===== Material provided

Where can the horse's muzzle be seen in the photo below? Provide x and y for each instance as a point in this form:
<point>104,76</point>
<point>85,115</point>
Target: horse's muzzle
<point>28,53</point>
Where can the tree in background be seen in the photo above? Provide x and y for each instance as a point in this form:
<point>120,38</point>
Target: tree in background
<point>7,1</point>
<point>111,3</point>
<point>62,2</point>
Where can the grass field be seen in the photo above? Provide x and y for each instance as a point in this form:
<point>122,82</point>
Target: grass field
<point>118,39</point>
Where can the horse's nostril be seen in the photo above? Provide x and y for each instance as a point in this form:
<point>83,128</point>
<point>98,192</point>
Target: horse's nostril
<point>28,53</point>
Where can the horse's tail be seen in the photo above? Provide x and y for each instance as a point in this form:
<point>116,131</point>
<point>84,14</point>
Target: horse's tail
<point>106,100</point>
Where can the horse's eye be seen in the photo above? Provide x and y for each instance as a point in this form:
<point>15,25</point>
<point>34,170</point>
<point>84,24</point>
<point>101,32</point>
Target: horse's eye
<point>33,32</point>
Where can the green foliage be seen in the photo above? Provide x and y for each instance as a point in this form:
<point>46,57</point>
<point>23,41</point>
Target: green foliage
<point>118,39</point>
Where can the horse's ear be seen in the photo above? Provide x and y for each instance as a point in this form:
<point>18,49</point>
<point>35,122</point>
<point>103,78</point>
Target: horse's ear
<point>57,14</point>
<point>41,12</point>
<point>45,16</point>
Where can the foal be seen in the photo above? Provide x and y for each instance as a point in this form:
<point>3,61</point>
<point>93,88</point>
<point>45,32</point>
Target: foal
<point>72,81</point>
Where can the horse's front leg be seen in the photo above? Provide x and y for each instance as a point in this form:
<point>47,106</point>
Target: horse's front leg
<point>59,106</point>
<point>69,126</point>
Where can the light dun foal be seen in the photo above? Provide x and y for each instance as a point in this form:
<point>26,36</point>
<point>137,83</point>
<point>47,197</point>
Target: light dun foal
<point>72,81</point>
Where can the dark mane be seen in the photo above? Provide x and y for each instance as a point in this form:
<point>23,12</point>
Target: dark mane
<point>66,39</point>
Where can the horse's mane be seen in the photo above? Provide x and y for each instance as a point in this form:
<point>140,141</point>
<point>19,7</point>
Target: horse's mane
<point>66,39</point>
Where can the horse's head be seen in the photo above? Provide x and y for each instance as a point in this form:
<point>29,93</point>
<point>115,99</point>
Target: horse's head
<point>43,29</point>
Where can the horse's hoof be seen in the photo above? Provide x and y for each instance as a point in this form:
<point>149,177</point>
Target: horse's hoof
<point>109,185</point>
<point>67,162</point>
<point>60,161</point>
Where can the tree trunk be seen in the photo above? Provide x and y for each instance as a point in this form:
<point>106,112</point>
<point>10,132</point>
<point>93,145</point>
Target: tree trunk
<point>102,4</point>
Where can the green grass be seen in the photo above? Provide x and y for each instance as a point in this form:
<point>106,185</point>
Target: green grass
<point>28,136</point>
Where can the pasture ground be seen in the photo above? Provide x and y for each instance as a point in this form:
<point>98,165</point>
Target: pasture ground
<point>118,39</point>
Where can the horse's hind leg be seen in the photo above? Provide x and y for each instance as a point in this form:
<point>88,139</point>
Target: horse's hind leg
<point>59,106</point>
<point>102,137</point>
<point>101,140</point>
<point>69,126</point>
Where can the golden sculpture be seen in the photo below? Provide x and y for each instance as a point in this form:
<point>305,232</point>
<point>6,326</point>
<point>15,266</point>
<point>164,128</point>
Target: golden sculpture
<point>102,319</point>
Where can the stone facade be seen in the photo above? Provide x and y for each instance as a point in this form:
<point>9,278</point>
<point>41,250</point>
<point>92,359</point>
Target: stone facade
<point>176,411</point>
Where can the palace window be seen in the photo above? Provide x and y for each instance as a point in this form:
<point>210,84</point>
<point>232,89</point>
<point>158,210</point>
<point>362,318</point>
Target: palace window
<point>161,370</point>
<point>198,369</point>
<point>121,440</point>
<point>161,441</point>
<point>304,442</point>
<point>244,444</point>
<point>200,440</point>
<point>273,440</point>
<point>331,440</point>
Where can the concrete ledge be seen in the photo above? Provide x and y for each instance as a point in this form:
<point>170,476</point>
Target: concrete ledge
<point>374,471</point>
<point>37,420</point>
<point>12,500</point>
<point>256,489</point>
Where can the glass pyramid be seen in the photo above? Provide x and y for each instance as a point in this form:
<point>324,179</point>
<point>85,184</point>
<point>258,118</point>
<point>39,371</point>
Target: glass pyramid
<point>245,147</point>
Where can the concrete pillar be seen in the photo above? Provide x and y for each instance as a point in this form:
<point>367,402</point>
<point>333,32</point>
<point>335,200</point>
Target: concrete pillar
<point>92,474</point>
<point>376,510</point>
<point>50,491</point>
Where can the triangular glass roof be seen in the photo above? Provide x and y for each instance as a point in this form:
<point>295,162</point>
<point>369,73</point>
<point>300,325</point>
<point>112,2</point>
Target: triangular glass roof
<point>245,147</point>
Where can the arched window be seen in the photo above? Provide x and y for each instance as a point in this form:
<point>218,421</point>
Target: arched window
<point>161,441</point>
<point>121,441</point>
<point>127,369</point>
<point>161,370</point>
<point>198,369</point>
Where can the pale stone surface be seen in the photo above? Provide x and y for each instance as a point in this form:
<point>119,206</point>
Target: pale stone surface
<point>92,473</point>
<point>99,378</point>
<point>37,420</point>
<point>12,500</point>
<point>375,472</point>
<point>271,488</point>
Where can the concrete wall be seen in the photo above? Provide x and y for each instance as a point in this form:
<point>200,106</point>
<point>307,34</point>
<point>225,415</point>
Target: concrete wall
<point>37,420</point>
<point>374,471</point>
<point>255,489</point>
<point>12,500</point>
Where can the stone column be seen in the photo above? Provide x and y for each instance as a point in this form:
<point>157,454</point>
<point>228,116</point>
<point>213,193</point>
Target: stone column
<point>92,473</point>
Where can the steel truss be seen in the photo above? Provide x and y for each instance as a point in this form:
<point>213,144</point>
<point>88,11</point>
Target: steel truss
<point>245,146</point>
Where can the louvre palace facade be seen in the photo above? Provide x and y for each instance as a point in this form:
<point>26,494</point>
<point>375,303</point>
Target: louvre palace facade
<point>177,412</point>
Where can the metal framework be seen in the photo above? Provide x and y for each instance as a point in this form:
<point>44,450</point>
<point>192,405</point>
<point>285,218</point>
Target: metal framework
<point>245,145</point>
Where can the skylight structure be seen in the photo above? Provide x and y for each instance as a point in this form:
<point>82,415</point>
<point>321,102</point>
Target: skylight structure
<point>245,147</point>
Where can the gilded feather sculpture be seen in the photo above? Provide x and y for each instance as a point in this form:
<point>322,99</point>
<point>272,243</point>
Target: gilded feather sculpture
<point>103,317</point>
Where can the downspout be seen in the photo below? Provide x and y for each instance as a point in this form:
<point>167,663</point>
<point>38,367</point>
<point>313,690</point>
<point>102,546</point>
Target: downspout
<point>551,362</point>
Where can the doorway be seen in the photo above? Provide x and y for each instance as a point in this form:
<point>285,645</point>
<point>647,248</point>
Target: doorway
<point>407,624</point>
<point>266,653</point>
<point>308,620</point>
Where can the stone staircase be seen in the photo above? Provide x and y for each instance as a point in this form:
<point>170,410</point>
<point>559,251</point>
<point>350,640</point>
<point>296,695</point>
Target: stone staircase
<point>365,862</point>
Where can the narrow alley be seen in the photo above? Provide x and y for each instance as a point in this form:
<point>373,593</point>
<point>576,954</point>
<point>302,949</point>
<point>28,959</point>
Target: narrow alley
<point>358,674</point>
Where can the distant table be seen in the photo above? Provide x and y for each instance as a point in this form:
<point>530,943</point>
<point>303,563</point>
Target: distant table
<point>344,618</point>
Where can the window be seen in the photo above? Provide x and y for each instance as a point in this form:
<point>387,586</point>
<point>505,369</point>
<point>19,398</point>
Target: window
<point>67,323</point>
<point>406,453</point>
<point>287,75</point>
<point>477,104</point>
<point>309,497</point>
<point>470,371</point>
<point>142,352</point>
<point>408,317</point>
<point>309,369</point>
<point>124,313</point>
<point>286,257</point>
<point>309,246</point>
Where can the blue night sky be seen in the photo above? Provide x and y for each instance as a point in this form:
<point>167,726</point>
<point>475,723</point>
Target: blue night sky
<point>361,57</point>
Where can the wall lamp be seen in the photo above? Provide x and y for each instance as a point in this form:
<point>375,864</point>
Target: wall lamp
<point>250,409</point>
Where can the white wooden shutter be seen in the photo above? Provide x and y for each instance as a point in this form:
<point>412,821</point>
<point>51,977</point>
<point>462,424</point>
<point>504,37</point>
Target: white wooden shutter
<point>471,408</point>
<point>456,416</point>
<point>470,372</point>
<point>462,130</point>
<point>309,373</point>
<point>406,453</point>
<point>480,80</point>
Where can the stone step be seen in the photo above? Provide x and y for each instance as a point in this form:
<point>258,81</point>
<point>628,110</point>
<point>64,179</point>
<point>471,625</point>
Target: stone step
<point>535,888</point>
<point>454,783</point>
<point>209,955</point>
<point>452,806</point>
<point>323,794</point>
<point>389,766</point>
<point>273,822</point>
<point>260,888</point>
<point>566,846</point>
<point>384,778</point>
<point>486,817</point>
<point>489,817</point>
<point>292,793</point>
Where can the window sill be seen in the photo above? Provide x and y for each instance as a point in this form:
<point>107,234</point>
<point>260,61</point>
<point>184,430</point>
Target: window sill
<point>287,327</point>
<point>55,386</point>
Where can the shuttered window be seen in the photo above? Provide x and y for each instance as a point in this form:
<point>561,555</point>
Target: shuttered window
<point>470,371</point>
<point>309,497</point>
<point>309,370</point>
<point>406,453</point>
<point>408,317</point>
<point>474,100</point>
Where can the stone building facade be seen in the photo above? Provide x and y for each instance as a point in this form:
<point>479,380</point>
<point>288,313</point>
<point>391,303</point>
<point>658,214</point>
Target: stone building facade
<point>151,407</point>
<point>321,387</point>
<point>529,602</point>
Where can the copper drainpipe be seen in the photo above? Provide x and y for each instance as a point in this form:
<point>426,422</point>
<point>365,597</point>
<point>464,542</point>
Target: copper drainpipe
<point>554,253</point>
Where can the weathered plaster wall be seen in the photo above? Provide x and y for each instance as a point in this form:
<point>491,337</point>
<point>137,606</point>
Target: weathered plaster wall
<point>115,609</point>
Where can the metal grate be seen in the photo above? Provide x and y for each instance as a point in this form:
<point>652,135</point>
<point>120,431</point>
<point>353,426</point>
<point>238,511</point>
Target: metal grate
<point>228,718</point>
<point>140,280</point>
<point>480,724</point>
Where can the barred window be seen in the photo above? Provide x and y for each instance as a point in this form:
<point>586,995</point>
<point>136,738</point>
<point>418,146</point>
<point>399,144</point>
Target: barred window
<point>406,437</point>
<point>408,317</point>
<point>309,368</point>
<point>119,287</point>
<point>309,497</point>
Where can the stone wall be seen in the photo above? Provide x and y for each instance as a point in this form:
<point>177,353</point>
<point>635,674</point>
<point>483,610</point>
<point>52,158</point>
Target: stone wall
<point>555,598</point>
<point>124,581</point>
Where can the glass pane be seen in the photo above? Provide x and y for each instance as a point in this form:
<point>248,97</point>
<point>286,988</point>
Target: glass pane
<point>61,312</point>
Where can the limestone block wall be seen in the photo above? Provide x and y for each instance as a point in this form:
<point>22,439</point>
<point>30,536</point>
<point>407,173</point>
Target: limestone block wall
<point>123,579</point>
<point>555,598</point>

==========

- Task objective: Give an exact reproduction of the lines from the one with "Target: glass pane" to the final line of the entries, including both.

- Solution to this task:
Target: glass pane
<point>61,312</point>
Where can the limestone block wall be seen in the photo above? Provide x and y for each instance as a point in this form:
<point>22,439</point>
<point>30,536</point>
<point>407,173</point>
Target: limestone block wall
<point>123,579</point>
<point>555,598</point>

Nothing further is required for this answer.